● DATA SECTION:
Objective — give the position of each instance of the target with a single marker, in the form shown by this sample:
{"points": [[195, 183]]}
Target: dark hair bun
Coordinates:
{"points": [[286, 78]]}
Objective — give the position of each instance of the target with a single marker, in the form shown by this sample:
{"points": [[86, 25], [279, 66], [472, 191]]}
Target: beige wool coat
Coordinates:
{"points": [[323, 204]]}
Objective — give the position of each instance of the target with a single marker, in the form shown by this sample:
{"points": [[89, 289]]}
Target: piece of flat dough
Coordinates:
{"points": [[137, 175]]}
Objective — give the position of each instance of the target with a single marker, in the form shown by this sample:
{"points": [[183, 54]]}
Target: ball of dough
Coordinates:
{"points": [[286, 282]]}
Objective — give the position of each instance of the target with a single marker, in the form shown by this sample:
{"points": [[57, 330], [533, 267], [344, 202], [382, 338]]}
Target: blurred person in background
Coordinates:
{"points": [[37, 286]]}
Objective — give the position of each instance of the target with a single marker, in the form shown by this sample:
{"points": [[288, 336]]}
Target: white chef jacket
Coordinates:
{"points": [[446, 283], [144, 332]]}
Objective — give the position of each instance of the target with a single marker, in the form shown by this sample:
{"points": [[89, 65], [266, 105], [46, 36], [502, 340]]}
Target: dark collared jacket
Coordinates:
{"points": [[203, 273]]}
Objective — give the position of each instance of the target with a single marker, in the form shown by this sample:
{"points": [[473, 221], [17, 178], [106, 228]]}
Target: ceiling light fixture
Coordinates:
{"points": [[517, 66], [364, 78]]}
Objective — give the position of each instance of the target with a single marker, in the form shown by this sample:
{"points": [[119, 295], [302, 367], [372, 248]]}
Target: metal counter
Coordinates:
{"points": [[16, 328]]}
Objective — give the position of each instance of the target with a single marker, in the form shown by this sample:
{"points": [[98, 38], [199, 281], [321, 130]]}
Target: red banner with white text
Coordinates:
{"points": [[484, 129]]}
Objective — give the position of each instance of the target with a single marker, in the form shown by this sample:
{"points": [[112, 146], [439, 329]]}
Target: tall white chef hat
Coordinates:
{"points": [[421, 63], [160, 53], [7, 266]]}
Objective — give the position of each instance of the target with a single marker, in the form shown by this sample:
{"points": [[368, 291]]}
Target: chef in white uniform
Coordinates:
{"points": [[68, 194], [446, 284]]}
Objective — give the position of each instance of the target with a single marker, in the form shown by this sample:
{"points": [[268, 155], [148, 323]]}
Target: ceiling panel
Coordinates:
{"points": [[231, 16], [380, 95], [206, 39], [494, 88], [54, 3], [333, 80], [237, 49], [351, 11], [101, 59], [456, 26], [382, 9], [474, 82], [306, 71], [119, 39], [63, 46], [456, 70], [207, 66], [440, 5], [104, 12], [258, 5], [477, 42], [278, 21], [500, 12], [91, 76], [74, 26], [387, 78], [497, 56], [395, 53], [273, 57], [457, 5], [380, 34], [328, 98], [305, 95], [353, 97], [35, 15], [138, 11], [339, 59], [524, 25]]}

● TASK DESCRIPTION: Copy all of the material word for word.

● PROBLEM SOLUTION:
Objective — give the position of each instance of the target with a single marker, in the form shown by this sample:
{"points": [[195, 183]]}
Target: dark hair bun
Coordinates:
{"points": [[286, 78]]}
Objective — give the position of each instance of the target with a single marker, in the form shown by this sample:
{"points": [[86, 25], [279, 66], [472, 191]]}
Target: beige wool coat
Coordinates:
{"points": [[323, 204]]}
Objective — give the position of each instance of the target with a single marker, in the form shown by this sample:
{"points": [[89, 289]]}
Target: piece of flat dough
Coordinates:
{"points": [[137, 175]]}
Objective — give the position of each instance of the target with a single marker, in the form shown by this sample:
{"points": [[183, 54]]}
Target: ball of dough
Coordinates:
{"points": [[286, 282]]}
Objective — give the position of each instance of the target with a single marker, in the form shown by this sample:
{"points": [[57, 330], [533, 267], [344, 202], [382, 338]]}
Target: blurred person in background
Coordinates:
{"points": [[37, 286]]}
Objective — give the position of each instance of the target with a single marker, in the form shown by this sample:
{"points": [[288, 336]]}
Target: white chef jacket
Coordinates:
{"points": [[446, 283], [144, 332]]}
Objective — give the position of each instance of the target with a single marker, in the form shown by this sample:
{"points": [[89, 65], [266, 105], [46, 36], [502, 340]]}
Target: dark collared jacket
Coordinates:
{"points": [[203, 273]]}
Objective — give the position of each instance of the target with a single marker, in the form shown by this sample:
{"points": [[473, 221], [17, 178], [106, 228]]}
Target: ceiling light fixture
Coordinates:
{"points": [[517, 66], [364, 78]]}
Objective — give the position of each instance of the target with a single marker, in the form shown by this sample:
{"points": [[119, 295], [302, 367], [372, 248]]}
Target: metal counter
Coordinates:
{"points": [[16, 328]]}
Objective — give the position of each instance of the target with a single marker, in the form shown by this sample:
{"points": [[98, 38], [199, 281], [321, 130]]}
Target: red banner with white text
Coordinates:
{"points": [[484, 129]]}
Objective — give the position of each instance of the target with a single marker, in the form shown by this sample:
{"points": [[112, 146], [439, 329]]}
Target: tall white chef hat
Coordinates:
{"points": [[421, 63], [160, 53], [7, 266]]}
Objective — give the position of each instance of the target with a single marker, in the form shown by this sample:
{"points": [[368, 291]]}
Target: chef in white uniform
Coordinates:
{"points": [[68, 194], [446, 284]]}
Objective — give the position of each instance of the target with a single marker, in the form shown by this sample:
{"points": [[268, 155], [148, 323]]}
Target: ceiling panel
Coordinates:
{"points": [[231, 16], [380, 95], [206, 39], [494, 88], [54, 3], [333, 80], [237, 49], [351, 11], [101, 59], [456, 26], [382, 9], [474, 82], [306, 71], [119, 39], [63, 46], [456, 70], [207, 66], [440, 5], [104, 12], [258, 5], [477, 42], [278, 21], [500, 12], [91, 76], [74, 26], [387, 78], [497, 56], [395, 53], [273, 57], [457, 5], [380, 34], [328, 98], [305, 95], [353, 97], [35, 15], [138, 11], [339, 59], [524, 25]]}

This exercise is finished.